* **Exercise set**
- A) Answer these questions using the article on state legislators' budget problems:
(i) In what city was the National Conference of State Legislatures Fall Forum held?
(ii) Which tax in Kansas is bringing in more money than lawmakers expected?
(iii) Which tax has helped keep Vermont afloat during the dry years?
- B) Carry on the article about state legislators' budget problems, starting right after its last sentence.

* **Selected text**
State Legislators Share Their Pain

 
It was the budgetary equivalent of an Alcoholics Anonymous meeting.

"Hello. My name is [insert name of state legislator]. I'm from [insert name of state]. And I have a budget problem."

So it went, on down the line and around the room, as legislators from more than two-dozen states shared budget-balancing stories at the National Conference of State Legislatures Fall Forum in Washington, D.C.

Their stories, by and large, were not cheery. The words "crisis" and "woes" peppered the tales, although most lawmakers did manage to keep a sense of humor.

What emerged from the meeting is a distinct sense that state legislators are managing to get by, albeit with some difficulty, and that they are bringing their states' budgets into balance, a requirement in all but one state.

Their methods for doing so, however, whether tax increases or reserve fund raids or program cuts, and their opinions on those methods, differ from state to state and lawmaker to lawmaker, as evidenced by comments at the meeting.

"We [Kansas lawmakers] increased taxes and reduced receipts. [Tax increases] don't work very good when you have an economy falling completely out of bed," said Kansas state Rep. Melvin Neufeld (R).

The three main legs of Kansas' economy the oil and gas sector, agriculture and airplane construction have been kicked out from under the state, leaving the economy in a kind of "free fall," said Neufeld. As a result, lawmakers are unlikely to raise taxes again, he said.

But there is one bright spot in Kansas' revenue picture the cigarette tax.

"The cigarette tax is actually raising more money than we anticipated. Apparently people are nervous enough they are smoking more," said Neufeld.

In Vermont, the estate tax has helped keep the state afloat in the dry years, according to state Sen. Susan Bartlett (D).

* **Dataset entries**
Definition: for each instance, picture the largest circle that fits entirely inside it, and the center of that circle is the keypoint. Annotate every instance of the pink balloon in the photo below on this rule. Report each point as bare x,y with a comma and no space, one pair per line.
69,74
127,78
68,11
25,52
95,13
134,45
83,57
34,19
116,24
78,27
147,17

* **Task-by-task outputs**
- A)
(i) Washington, D.C.
(ii) The cigarette tax
(iii) The estate tax

- B)
"If you are wealthy and you die, we get a big estate tax. In the eight years I've been in appropriations we get to these situations [deficits] and fortunately somebody wealthy alters their state [dies]. Every year, when it's tight, we've run way ahead in that and we say, 'Thank you,'" she said.

Jokingly she added, "We thought about a whole economic development thing 'Come To Vermont And Die' but decided it wouldn't work very well."

Continuing with the macabre humor, Delaware Controller General Russell Larson said: "Unfortunately, unlike the other states that have done well on their death taxes, we're running quickly out of DuPonts."

This is a problem for a state that depends heavily on income from corporate transactions and public offerings of stocks, which are currently very slow areas of the economy.

"We still command about 90 percent of the new initial public offerings, but 90 percent of nothing is nothing," said Larson.

Larson added that a state ban on cigarette smoking in public areas is hurting the budget, as revenues from the state's slot machines have been following patrons to West Virginia, where gamblers can smoke while they wager.

Also, new competition for Delaware's slot machines may be on the way. Neighboring Pennsylvania is considering adding slots to the state's four horse racing tracks.

"On the horizon for us, probably some form of gambling, which we do not have at all in our state," said Pennsylvania state Rep. David Steil (R). "Probably, we will institute some form of slot machines at our four horse racing tracks and we will begin to claim some of the revenue going to Delaware and other places."

Another source of revenue for the state is tipping fees from trash at landfills.

"We imposed increased tipping fees for trash at our landfills. Pennsylvania has a substantial amount of landfill capacity. As a result, we receive a lot of out-of-state trash. So for the moment anyhow, we're welcoming your trash," said Style.

Wisconsin state Sen. Robert Cowles (R) had cautionary words for lawmakers considering securitizing their tobacco revenues or proposing new programs.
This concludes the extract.